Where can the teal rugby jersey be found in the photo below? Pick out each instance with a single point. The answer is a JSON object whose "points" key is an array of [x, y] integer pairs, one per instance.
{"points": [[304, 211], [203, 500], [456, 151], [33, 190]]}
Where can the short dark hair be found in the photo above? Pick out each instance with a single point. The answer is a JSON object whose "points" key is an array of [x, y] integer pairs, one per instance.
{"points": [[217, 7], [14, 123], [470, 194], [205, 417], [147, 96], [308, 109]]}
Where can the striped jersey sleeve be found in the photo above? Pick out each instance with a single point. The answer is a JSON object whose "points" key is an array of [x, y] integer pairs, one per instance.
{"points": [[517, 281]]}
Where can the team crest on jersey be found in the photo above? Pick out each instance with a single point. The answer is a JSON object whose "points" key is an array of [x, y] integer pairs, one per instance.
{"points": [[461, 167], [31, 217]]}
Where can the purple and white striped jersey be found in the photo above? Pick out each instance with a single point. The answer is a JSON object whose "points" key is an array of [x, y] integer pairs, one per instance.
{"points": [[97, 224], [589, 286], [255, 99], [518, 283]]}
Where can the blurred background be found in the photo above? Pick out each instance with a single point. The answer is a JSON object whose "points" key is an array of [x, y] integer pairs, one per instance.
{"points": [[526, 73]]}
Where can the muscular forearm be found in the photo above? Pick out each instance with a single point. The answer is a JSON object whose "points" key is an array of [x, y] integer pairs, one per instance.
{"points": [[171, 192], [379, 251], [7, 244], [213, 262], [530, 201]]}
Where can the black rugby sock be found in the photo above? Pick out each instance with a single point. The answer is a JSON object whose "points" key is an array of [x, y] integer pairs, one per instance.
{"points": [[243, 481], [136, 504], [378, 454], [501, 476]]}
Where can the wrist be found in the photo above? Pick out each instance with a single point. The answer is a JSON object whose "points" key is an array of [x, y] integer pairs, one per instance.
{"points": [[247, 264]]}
——
**What is needed**
Lay out all the items above as a two-column CSV with the header row text,answer and one row per item. Put each item's text and its answer in their own quoted field, with any line breaks changed to spaces.

**Answer for the task**
text,answer
"Where can the teal rugby jersey be found in the photo below? Pick out each instance with a single point. The answer is a JSON object whose ""points"" key is an array of [x, y] integer pairs, one per instance.","{""points"": [[304, 211], [203, 500], [456, 151], [33, 190]]}"
"Where can the short dark hair be found in the photo above? Pick out each instance with a single point. The answer is a JSON object whose ""points"" key is an array of [x, y] integer pairs, one per instance.","{""points"": [[217, 7], [14, 123], [470, 194], [205, 417], [147, 96], [308, 109]]}"
"Where can the striped jersey sleeve be found in the photo above? Pick out each instance with a single point. The answer is a JSON object whose ""points"" key is an array of [x, y] integer pairs, one per instance.","{""points"": [[517, 281]]}"
"Where can the team crest on jersey be found in the photo above? Pick out each instance with a single point. The answer is a JSON object whose ""points"" key is an array of [x, y] integer pairs, one per instance.","{""points"": [[461, 167], [31, 217]]}"
"Where can the purple and white striped jersey be found in the photo above? Pick out each instance with a single point. The answer is a JSON object whose ""points"" key is an array of [x, y] integer pairs, one per instance.","{""points"": [[97, 224], [589, 286], [255, 99], [518, 283]]}"
"Where can the blurred background be found in the photo above? Pick out each instance with a single point. The answer is a JSON object whose ""points"" key is an array of [x, y] integer pairs, one per instance.","{""points"": [[526, 73]]}"
"Where can the muscular forearm be found in the photo above? Pick out each instance with a single point. The answer is a JSON object whose ""points"" key is an array of [x, y] integer pairs, one per instance.","{""points"": [[171, 192], [379, 251], [7, 244], [213, 262], [530, 201]]}"
"Where can the black rugby sock be found in the photo above? Pick out each instance with a single point. The answer is a JSON object whose ""points"" key is an array of [x, y] integer pairs, one per instance.","{""points"": [[243, 481], [136, 504], [378, 454], [501, 476]]}"
"Where can the wrist be found in the photo above? Pick out each instance with a single point. The answer is a JSON object whose ""points"" key is an array of [x, y] integer pairs, one per instance.","{""points"": [[247, 264]]}"